Dataset excerpts:
'''

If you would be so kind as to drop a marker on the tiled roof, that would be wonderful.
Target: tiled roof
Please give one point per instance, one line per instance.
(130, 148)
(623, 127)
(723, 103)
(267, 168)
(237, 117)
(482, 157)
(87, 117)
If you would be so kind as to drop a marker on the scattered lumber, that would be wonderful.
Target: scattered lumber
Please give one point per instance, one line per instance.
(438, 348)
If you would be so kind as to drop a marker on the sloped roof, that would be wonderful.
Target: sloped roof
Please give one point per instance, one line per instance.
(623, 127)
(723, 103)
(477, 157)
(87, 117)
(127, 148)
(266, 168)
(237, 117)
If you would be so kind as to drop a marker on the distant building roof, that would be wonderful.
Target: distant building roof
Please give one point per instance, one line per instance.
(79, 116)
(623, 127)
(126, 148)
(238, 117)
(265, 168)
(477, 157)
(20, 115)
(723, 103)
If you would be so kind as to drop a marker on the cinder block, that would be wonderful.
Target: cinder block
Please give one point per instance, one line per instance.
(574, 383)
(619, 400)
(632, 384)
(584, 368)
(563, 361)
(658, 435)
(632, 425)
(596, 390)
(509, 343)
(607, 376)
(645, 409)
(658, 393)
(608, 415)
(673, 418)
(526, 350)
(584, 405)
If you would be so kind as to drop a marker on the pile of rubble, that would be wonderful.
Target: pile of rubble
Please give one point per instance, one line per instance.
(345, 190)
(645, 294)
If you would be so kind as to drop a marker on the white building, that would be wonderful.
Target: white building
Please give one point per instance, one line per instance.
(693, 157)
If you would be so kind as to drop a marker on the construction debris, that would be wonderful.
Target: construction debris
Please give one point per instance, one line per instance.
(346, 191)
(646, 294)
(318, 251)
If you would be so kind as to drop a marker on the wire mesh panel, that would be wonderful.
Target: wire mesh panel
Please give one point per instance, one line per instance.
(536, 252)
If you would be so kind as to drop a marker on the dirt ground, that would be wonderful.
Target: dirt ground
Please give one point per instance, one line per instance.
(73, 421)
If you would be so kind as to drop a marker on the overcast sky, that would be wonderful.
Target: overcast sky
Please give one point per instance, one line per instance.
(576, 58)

'''

WHAT YOU ARE ASKED TO DO: Once you reach the line that contains "building, that would be wonderful.", print it and every line after it exactly as written, stopping at the last line of the records and adding nothing.

TASK RESULT:
If you would be so kind as to drop a marker on the white building, that would be wonderful.
Target: white building
Please give one point per instance, one line per instance.
(693, 157)
If you would be so kind as to drop a marker on the construction debris, that would be wonderful.
Target: construction debris
Please give one point per instance, one line per instance.
(346, 191)
(646, 294)
(318, 251)
If you would be so kind as to drop a marker on the wire mesh panel, that would be wonderful.
Target: wire mesh panel
Please give one point per instance, one line per instance.
(536, 252)
If you would be so kind as to drop a marker on the dirt ground, that would be wonderful.
Target: dirt ground
Please give one point per instance, one line per instance.
(73, 421)
If you would be so kind as to drop a marker on the overcast sky, that would be wonderful.
Target: overcast sky
Please give one point per instance, one line per instance.
(576, 58)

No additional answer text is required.